All entries are to be given again verbatim.

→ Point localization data
━━━
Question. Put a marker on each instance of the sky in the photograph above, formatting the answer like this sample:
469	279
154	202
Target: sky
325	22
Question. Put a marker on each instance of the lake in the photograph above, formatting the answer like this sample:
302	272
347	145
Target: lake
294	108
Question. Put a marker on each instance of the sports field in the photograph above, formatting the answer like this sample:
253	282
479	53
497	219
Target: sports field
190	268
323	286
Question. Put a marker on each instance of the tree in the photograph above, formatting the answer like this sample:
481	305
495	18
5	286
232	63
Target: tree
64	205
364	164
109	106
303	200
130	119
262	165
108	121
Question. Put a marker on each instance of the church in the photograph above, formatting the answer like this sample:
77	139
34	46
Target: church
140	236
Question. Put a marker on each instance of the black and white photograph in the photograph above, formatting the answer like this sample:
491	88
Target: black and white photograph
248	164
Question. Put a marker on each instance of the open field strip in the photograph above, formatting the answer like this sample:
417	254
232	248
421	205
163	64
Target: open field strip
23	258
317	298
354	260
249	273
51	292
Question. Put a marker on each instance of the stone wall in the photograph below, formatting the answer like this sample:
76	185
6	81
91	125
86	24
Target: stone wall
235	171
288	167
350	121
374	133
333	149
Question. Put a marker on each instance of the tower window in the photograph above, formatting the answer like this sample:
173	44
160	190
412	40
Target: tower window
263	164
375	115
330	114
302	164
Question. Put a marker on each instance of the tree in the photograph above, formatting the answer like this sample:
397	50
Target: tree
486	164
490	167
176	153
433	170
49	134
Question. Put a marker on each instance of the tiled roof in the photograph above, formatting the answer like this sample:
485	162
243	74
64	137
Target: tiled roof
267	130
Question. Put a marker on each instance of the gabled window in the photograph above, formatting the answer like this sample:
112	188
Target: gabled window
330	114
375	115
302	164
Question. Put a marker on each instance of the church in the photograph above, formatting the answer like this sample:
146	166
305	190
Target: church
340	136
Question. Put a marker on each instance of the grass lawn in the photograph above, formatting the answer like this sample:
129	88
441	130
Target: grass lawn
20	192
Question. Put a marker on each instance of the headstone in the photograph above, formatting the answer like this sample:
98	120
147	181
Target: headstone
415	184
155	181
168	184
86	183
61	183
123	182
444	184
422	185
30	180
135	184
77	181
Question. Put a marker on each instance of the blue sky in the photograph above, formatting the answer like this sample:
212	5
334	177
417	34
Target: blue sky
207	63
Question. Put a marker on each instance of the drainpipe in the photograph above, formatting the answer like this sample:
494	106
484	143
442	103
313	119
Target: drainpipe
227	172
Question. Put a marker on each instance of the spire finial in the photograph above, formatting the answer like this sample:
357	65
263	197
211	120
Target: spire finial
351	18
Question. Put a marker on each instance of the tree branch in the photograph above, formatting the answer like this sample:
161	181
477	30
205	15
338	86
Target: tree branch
━━━
→ Written solution
Question. Put a marker on each instance of the sky in the photograph above, formatting the answer like this sample:
469	279
154	202
Target: sky
325	22
Question. Put a marker on each instance of the lake in the photograph above, formatting the answer like this sample:
302	272
347	145
Target: lake
294	108
Question. Put a marker on each instance of the sports field in the photograph above, formatting the answer like this sample:
253	282
479	53
497	219
Target: sports field
190	268
323	286
Question. Put a marker on each instance of the tree in the photograph above, formatting the answer like this sample:
481	305
495	18
5	286
232	63
Target: tree
64	205
364	164
109	106
303	200
130	119
262	165
108	121
Question. Put a marker on each instance of the church in the photograph above, formatting the answer like this sample:
77	139
34	46
Target: church
140	236
Question. Put a marker on each instance of the black and white photograph in the photograph above, formatting the answer like this sample:
491	88
Target: black and white photograph
248	164
Question. Put a marker on each instance of the open field strip in the photograph above, formatting the answer like this sample:
417	254
232	248
421	205
163	64
Target: open field strip
23	258
317	298
354	260
249	273
51	292
Question. Put a marker on each instance of the stone wall in the photograph below, formatting the answer like this sample:
76	185
6	81
91	125
86	24
Target: stone wall
235	171
288	167
350	121
374	133
333	149
Question. Put a marker on each instance of the tower window in the photograph above, formatting the answer like this sample:
173	44
160	190
412	40
Target: tower window
263	164
375	115
330	114
302	164
Question. Put a marker on each instance of the tree in the photograph above, formatting the answer like this sample:
397	50
Target: tree
486	164
490	167
176	153
433	170
49	134
Question. Put a marker on each instance of the tiled roof in the photograph above, formatting the answer like this sample:
485	162
243	74
64	137
Target: tiled roof
267	130
Question. Put a marker on each instance of the gabled window in the photograph above, formatting the answer like this sample:
112	188
Target: gabled window
330	114
375	115
302	164
Question. Put a marker on each instance of the church in the photograph above, formatting the answer like this sample:
146	166
305	190
Target: church
340	136
Question. Put a marker on each instance of the grass lawn in the photograph above, formatting the answer like this sample:
129	88
441	130
Target: grass lawn
20	192
Question. Put a marker on each instance of the headstone in the photograph above, formatting the answer like this sample:
98	120
147	181
Target: headstone
415	184
155	181
168	184
86	183
61	183
123	182
444	184
422	185
30	180
135	184
77	181
Question. Put a marker on each instance of the blue sky in the photograph above, formatting the answer like this sample:
212	5
334	177
417	34
Target: blue sky
207	63
Question. Put a marker on each instance of the drainpipe in the photograph above, formatting the answer like this sample:
494	106
484	143
442	103
313	119
Target: drainpipe
227	172
Question. Put a marker on each instance of the spire finial in the photograph above, formatting the answer like this sample:
357	65
263	197
211	120
Target: spire finial
351	18
Question. Put a marker on each instance of the tree branch in the photograph above, formatting the answer like this sample:
161	181
477	30
205	15
338	86
Target: tree branch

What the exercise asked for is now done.